WHAT TO PRODUCE → Extend the sliding-mode control passage, starting right after the convergence conditions given as Equation (20).
Top of TEXT
The equivalent control $u_{equ}$ is a continuous function proposed by slotine in [44]. The main purpose of this function is to ensure that the system reaches the sliding surface $(s=0)$. $u_{equ}$ was developed to drive the system without considering its uncertainties and external disturbance, and it can be obtained by zeroing $\dot{s}$ ($\dot{s}=0$). The switching control $u_d$ is a discontinuous function which contains the switching element. The main purpose of this function is to ensure the convergence of the overall system by keeping it moving onto the sliding surface. Moreover, it guarantees the robustness against uncertainties and external disturbances. In this work, $u_d$ is designed based on STA as given in Equation (17) [45]. It is composed of two parts: a discontinuous part $u_1$ and a continuous part $u_2$:

$$u_d=u_1+u_2,$$

(17)

$$u_1=-\lambda ·{\left|S\right|}^{1/2}·sign\left(s\right),$$

(18)

$${\dot{u}}_2=-\gamma ·sign\left(s\right),$$

(19)

where $\lambda$ and $\gamma$ are designed parameters. They can be obtained using the sufficient conditions that are required to ensure the convergence:

$$\left\{\begin{array}{c}\gamma >\frac{\Phi }{{\Gamma }_m},\hfill \\ \lambda >\sqrt{\frac{2}{{\Gamma }_m^2}.\frac{{({\Gamma }_m.\gamma +\Phi )}^2}{({\Gamma }_m.\gamma -\Phi )}}.\hfill \end{array}\right.$$

(20)
Bottom of TEXT
Top of SUPPLIED INFORMATION
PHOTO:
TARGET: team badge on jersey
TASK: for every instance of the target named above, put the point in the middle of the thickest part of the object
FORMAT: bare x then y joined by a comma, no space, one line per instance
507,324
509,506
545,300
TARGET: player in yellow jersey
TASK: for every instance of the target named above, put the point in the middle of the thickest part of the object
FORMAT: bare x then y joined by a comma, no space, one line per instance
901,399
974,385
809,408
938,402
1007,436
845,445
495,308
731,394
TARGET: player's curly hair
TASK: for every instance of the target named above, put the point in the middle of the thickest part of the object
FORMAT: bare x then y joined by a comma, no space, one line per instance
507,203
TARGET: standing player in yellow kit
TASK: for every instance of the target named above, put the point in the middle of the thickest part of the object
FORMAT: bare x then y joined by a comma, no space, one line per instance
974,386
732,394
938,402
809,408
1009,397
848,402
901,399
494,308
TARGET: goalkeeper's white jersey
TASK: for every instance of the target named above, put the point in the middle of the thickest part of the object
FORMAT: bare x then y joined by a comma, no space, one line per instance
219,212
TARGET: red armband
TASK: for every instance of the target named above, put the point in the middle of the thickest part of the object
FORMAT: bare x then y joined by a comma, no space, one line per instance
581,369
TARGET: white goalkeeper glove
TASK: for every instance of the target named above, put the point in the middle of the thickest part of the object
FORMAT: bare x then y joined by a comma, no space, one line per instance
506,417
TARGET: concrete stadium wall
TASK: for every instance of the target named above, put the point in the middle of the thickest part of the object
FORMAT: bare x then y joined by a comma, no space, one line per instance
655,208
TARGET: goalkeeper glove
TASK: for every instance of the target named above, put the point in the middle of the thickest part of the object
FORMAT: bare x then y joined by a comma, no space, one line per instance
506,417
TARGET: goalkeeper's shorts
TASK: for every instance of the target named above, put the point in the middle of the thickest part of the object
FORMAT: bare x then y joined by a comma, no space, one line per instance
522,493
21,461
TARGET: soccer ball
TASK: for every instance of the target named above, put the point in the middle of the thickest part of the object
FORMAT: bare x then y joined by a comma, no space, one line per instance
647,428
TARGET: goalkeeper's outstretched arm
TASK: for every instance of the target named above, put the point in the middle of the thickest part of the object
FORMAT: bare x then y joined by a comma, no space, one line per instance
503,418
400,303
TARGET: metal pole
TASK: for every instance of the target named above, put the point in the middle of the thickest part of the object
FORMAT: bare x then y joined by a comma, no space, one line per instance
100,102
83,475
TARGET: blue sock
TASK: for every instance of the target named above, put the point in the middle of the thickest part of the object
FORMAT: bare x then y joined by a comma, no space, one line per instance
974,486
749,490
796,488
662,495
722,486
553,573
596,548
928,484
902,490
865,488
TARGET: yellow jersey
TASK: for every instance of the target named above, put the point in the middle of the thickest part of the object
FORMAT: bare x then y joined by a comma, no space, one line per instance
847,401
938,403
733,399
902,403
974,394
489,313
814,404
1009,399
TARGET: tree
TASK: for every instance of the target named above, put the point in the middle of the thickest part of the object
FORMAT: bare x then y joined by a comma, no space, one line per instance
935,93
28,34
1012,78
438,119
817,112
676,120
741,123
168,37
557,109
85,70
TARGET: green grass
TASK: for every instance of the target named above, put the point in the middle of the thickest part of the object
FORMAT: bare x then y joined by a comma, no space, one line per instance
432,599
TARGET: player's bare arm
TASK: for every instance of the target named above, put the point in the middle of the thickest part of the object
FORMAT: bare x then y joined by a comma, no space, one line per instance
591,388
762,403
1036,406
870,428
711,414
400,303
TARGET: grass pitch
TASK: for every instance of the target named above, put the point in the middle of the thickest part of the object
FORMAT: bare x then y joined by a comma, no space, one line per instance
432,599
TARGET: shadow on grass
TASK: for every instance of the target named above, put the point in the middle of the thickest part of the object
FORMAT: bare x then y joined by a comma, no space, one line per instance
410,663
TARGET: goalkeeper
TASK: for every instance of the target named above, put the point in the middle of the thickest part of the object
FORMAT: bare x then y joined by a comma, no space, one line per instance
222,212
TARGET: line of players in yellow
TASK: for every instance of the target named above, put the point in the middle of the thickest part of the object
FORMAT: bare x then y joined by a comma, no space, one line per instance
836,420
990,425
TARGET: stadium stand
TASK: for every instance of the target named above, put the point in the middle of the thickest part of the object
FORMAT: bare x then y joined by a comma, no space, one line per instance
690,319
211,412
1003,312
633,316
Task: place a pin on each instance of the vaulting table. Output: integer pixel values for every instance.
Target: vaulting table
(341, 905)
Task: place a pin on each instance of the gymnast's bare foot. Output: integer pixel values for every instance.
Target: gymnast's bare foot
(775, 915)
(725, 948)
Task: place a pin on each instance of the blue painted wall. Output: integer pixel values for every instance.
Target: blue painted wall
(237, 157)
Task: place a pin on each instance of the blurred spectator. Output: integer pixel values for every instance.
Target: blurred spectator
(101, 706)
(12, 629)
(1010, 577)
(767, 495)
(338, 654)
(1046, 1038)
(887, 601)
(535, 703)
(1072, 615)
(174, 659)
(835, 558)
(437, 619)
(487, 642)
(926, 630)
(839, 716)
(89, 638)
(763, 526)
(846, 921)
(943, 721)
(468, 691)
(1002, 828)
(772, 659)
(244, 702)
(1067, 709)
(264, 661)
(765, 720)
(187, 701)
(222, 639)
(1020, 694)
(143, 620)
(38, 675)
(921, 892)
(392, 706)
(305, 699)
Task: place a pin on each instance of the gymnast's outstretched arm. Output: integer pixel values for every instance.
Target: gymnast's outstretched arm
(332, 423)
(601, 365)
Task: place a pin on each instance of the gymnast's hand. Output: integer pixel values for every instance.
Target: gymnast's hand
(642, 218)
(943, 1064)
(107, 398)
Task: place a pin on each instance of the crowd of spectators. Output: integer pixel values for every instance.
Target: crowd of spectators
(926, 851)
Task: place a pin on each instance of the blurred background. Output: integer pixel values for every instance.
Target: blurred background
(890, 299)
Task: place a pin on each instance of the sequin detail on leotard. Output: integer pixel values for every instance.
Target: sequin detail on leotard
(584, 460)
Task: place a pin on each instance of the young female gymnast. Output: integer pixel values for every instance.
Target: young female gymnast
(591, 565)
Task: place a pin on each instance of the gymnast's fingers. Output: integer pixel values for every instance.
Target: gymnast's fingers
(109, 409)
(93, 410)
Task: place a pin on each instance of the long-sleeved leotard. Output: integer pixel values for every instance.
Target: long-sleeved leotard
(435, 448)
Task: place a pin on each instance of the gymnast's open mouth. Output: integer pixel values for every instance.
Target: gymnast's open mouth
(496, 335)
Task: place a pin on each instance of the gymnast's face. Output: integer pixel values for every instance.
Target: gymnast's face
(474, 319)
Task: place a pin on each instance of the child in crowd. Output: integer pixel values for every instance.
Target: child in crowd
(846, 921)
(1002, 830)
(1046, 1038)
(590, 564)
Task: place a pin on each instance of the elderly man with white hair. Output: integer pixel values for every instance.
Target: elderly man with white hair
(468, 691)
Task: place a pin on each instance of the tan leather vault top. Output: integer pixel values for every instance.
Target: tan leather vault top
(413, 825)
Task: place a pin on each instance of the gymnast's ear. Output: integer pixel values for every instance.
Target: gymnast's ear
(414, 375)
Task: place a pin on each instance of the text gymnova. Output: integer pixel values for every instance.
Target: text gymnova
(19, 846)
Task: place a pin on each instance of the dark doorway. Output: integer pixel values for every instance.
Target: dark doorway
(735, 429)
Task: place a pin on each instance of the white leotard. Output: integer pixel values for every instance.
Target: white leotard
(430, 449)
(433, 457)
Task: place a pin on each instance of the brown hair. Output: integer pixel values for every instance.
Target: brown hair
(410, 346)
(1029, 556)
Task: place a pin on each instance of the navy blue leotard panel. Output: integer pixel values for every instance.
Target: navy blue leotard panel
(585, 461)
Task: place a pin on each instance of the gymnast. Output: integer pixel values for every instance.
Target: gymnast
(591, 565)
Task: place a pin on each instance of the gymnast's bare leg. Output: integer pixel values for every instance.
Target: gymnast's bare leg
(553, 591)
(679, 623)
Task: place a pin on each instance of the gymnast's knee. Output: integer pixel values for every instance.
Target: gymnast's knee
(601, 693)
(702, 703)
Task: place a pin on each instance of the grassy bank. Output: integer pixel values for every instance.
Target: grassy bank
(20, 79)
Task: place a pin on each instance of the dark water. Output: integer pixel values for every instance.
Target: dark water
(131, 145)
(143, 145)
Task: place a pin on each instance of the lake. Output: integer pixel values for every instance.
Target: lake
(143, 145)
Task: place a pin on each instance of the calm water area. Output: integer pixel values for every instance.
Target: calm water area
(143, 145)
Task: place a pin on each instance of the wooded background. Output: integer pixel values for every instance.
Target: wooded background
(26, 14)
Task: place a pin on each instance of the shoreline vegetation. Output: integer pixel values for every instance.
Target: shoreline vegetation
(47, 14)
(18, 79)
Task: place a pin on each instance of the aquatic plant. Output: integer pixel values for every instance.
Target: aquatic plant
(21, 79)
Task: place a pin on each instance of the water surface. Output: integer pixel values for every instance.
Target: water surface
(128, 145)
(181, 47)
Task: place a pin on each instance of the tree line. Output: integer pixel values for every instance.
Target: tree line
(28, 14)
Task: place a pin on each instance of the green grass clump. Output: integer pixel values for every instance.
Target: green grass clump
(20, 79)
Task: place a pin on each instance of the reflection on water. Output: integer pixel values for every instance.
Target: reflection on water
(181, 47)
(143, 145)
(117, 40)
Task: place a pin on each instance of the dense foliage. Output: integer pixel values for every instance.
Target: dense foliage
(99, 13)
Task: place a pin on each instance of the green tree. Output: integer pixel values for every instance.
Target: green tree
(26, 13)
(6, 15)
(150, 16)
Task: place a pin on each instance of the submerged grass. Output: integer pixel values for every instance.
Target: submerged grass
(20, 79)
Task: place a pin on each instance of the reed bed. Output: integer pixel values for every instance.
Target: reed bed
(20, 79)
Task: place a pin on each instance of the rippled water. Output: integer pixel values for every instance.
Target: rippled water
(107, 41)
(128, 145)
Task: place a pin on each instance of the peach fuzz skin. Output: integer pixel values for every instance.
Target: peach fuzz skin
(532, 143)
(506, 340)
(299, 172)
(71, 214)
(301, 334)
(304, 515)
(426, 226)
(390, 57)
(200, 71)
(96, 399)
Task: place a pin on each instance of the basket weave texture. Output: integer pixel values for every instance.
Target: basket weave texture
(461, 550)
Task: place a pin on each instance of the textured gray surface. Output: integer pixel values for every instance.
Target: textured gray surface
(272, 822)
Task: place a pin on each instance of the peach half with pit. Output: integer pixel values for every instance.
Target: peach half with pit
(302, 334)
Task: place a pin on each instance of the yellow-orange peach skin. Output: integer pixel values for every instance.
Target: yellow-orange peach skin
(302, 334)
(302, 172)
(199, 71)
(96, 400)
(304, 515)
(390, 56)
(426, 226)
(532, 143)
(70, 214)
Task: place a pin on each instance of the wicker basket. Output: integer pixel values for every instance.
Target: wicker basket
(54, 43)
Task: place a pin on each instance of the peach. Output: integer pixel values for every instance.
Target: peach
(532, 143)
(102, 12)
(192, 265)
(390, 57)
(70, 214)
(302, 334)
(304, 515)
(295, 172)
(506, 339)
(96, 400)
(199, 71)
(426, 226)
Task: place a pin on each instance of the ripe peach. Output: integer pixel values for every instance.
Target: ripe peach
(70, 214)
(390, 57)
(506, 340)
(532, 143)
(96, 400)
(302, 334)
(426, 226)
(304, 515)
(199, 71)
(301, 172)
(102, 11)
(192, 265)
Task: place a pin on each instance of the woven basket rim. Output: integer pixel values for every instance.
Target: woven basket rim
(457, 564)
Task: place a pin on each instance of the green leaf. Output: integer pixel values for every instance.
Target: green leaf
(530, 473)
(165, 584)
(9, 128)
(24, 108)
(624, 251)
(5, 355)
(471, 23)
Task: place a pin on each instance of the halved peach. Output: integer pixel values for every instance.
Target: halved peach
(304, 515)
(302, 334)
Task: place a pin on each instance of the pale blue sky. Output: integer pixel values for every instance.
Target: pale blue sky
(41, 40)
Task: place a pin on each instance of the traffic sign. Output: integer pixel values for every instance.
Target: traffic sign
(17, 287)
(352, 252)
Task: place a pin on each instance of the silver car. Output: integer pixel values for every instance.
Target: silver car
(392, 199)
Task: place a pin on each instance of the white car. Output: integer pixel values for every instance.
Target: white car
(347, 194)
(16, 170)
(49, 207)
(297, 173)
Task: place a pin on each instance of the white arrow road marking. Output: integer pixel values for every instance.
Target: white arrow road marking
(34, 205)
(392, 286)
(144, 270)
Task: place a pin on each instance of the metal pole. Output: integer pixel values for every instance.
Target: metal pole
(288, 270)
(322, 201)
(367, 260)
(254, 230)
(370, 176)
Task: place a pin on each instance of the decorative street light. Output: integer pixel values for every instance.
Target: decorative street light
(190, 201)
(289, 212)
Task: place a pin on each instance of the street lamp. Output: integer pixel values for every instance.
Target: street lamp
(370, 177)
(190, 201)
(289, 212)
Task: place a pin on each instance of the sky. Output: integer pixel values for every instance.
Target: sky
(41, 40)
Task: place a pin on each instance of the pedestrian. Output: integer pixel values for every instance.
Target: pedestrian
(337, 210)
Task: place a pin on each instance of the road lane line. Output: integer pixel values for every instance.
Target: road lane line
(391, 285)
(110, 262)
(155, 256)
Bottom of SUPPLIED INFORMATION
ANSWER BOX →
Accordingly, the overall command law of the STA can be obtained as given in Equation (19). On the other hand, the implementation of this command law in MATLAB/Simulink^TM is clearly presented in Figure 5:

$$u=\frac{V_{out}-V_{stack}}{L}-\lambda {\left|S\right|}^{0.5}sign\left(S\right)-\int \gamma ·sign\left(S\right)dt.$$

(21)

Trajectories on the 2-sliding plane are characterized by bending around the origin. Thus, as shown in Figure 6, they perform an infinite number of rotations while converging to the origin.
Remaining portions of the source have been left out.